[Exercise directions]
Copy out the listing that follows exactly, dropping every picture.

Records from a point labeling set
+ + + +

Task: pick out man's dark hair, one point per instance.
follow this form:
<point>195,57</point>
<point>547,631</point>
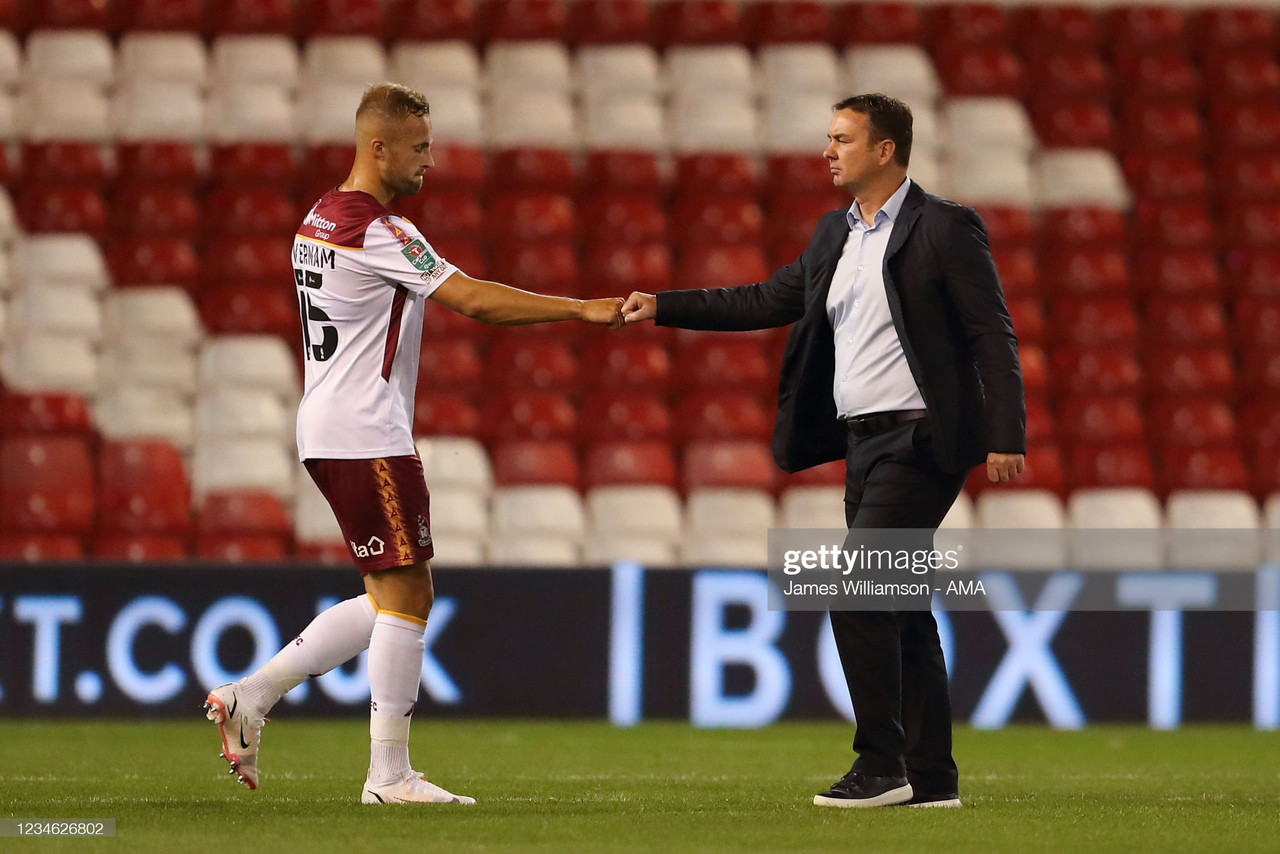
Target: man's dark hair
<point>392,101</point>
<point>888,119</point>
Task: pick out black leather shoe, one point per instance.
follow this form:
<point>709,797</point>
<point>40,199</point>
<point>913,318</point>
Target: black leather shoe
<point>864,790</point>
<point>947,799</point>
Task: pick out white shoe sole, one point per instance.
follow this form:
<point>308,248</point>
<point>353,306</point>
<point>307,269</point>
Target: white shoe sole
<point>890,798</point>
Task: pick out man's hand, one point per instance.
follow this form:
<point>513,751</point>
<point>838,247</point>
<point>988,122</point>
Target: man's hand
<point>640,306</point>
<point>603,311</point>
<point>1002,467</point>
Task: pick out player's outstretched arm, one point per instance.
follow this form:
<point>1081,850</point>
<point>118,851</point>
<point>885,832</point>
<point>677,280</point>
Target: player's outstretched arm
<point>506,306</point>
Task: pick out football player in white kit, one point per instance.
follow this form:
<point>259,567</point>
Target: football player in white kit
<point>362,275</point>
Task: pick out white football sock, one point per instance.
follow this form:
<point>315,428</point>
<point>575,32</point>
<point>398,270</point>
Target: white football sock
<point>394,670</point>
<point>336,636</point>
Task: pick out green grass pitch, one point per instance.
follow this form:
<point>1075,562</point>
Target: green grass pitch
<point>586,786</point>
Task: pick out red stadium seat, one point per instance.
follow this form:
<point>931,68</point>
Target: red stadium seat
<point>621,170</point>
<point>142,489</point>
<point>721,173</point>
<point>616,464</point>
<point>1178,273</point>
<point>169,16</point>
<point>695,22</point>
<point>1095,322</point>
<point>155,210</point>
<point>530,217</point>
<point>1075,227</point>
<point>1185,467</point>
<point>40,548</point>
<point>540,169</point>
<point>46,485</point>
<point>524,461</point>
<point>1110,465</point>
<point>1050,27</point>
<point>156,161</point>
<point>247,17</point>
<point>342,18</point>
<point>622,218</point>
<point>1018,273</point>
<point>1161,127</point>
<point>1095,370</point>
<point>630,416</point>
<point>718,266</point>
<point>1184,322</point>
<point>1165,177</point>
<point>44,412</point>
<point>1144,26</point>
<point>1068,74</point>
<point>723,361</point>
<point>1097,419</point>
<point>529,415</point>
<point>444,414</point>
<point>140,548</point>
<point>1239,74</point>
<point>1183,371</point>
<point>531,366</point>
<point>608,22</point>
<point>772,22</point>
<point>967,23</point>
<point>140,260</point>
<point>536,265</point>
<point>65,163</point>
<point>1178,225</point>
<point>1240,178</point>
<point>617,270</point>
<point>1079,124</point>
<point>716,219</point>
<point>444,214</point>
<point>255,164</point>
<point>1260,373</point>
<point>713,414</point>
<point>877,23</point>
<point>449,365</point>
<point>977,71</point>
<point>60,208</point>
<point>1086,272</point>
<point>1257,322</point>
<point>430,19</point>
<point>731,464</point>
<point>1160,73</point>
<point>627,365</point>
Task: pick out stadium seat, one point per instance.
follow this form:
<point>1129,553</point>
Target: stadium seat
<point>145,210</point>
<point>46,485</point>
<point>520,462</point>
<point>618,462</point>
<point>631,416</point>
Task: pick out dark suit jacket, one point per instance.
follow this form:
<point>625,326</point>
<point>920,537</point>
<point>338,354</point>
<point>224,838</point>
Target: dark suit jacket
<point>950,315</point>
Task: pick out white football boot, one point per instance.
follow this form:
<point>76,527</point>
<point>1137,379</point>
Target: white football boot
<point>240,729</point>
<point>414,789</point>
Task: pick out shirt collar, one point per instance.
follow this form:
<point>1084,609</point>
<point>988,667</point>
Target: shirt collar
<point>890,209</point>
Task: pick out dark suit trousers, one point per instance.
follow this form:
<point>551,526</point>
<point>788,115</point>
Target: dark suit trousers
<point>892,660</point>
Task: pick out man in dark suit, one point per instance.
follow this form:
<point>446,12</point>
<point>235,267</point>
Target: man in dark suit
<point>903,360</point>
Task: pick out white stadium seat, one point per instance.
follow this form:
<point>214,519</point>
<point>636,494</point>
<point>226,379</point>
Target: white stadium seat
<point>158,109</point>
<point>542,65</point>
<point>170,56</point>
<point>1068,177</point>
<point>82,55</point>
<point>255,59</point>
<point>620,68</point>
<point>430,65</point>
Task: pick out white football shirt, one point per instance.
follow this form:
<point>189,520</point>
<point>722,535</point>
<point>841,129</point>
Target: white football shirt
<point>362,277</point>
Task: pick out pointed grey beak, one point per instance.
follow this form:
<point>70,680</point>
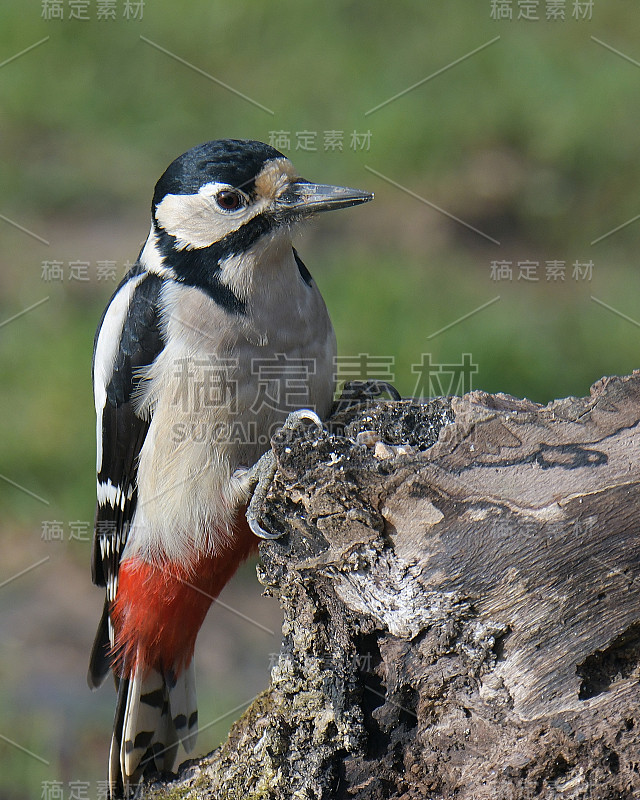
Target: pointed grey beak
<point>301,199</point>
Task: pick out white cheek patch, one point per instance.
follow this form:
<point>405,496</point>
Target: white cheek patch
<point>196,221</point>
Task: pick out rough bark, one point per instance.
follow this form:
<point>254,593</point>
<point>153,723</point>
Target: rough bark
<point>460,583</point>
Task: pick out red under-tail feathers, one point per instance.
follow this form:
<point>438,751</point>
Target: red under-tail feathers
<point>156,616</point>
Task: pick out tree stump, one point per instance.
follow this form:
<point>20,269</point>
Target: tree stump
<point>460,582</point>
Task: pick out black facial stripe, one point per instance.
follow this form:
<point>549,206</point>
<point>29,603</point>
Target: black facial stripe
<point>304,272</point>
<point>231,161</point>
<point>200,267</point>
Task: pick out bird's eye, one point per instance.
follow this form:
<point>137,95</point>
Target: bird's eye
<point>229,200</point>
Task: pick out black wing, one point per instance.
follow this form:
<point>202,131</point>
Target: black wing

+ + + +

[Output for this exercise]
Task: pick out man's dark hair, one point per instance.
follow this form:
<point>195,57</point>
<point>547,631</point>
Target: man's dark hair
<point>392,101</point>
<point>888,119</point>
Task: pick out black leather shoe, one point per instance.
follow this form:
<point>709,797</point>
<point>40,199</point>
<point>913,318</point>
Target: black leather shoe
<point>864,790</point>
<point>947,799</point>
Task: pick out white shoe sole, one point per instance.
follow this form:
<point>308,248</point>
<point>353,306</point>
<point>307,269</point>
Target: white shoe sole
<point>890,798</point>
Task: pick out man's hand, one point per instance.
follow this form:
<point>513,751</point>
<point>838,247</point>
<point>988,122</point>
Target: man's hand
<point>640,306</point>
<point>603,311</point>
<point>1002,467</point>
Task: pick out player's outstretched arm, one point per instance.
follow this form:
<point>1081,850</point>
<point>118,851</point>
<point>885,832</point>
<point>677,280</point>
Target: player's outstretched arm
<point>506,306</point>
Task: pick out football player in white kit, one point per instance.
follow this form:
<point>259,567</point>
Target: football player in white kit
<point>362,275</point>
Task: pick out white football sock, one point per instance.
follow this form:
<point>315,428</point>
<point>575,32</point>
<point>398,270</point>
Target: white football sock
<point>394,670</point>
<point>336,636</point>
Task: pick out green grass pitch, one point per instance.
follow this form:
<point>1075,562</point>
Target: green grass pitch
<point>586,786</point>
Task: pick out red stadium seat, one point per instance.
follow this form:
<point>931,68</point>
Target: red stadium seat
<point>621,170</point>
<point>142,489</point>
<point>721,173</point>
<point>616,464</point>
<point>1178,273</point>
<point>169,16</point>
<point>695,22</point>
<point>1095,322</point>
<point>155,210</point>
<point>530,217</point>
<point>1075,227</point>
<point>1185,467</point>
<point>40,548</point>
<point>540,169</point>
<point>46,485</point>
<point>524,461</point>
<point>1110,465</point>
<point>1050,27</point>
<point>156,161</point>
<point>247,17</point>
<point>342,18</point>
<point>622,218</point>
<point>1018,273</point>
<point>1161,127</point>
<point>1095,370</point>
<point>630,416</point>
<point>718,266</point>
<point>1184,322</point>
<point>1165,177</point>
<point>44,412</point>
<point>1144,26</point>
<point>1068,74</point>
<point>723,361</point>
<point>1097,419</point>
<point>529,415</point>
<point>444,414</point>
<point>140,548</point>
<point>1239,74</point>
<point>1183,371</point>
<point>531,366</point>
<point>608,22</point>
<point>772,22</point>
<point>967,23</point>
<point>140,260</point>
<point>536,265</point>
<point>65,163</point>
<point>1178,225</point>
<point>1240,178</point>
<point>617,270</point>
<point>1079,124</point>
<point>716,219</point>
<point>444,214</point>
<point>255,164</point>
<point>1260,373</point>
<point>713,414</point>
<point>877,23</point>
<point>449,365</point>
<point>977,71</point>
<point>60,208</point>
<point>1086,272</point>
<point>1257,322</point>
<point>430,19</point>
<point>731,464</point>
<point>1160,73</point>
<point>627,365</point>
Task: pick out stadium seat, one point per instance.
follow this form:
<point>1129,553</point>
Target: stadium seat
<point>145,210</point>
<point>46,485</point>
<point>520,462</point>
<point>618,462</point>
<point>631,416</point>
Task: pick out dark suit jacket, one point per instance.
follow this form:
<point>625,326</point>
<point>920,537</point>
<point>338,354</point>
<point>224,838</point>
Target: dark suit jacket
<point>950,315</point>
Task: pick out white football boot, one point per instance.
follow this form:
<point>76,527</point>
<point>1137,379</point>
Target: white football boot
<point>240,729</point>
<point>414,789</point>
Task: pick out shirt collar, one point per instance.
follow this form:
<point>1084,609</point>
<point>988,667</point>
Target: shirt collar
<point>890,209</point>
Task: pick out dark suit trousers, one point per instance.
follow this form:
<point>551,526</point>
<point>788,115</point>
Target: dark suit trousers
<point>892,660</point>
Task: pick out man in dark suit, one point per instance.
follow this form:
<point>446,12</point>
<point>235,267</point>
Target: man in dark suit
<point>903,360</point>
Task: pick out white stadium seat, one point per instance.
follow this form:
<point>214,519</point>
<point>636,494</point>
<point>226,379</point>
Target: white stadium seat
<point>158,109</point>
<point>542,65</point>
<point>170,56</point>
<point>1068,177</point>
<point>82,55</point>
<point>255,59</point>
<point>620,68</point>
<point>430,65</point>
Task: pick out white football shirt, one point per instance.
follow this form:
<point>189,520</point>
<point>722,535</point>
<point>841,129</point>
Target: white football shirt
<point>362,277</point>
Task: pick out pointed grey beak, one point per instance.
follow this form:
<point>70,680</point>
Target: pointed grey beak
<point>301,199</point>
Task: pick out white cheek patch, one point per instance.
follow this form:
<point>405,496</point>
Target: white cheek patch
<point>196,221</point>
Task: pick out rough bark, one point per instance.
follow this form:
<point>254,593</point>
<point>153,723</point>
Target: rough bark
<point>460,583</point>
Task: pick out red under-tail feathers, one point per instance.
follow this form:
<point>438,751</point>
Target: red under-tail feathers
<point>156,616</point>
Task: pick out tree stump, one point per instance.
follow this form:
<point>20,269</point>
Target: tree stump
<point>460,582</point>
Task: pick out black facial stripe, one point per instance.
follow this form:
<point>549,206</point>
<point>29,603</point>
Target: black facial stripe
<point>304,272</point>
<point>231,161</point>
<point>200,267</point>
Task: pick out bird's eye, one point per instance.
follow this form:
<point>137,95</point>
Target: bird's eye
<point>229,200</point>
Task: pick out black wing, one point per instance.
follow this form:
<point>202,131</point>
Target: black wing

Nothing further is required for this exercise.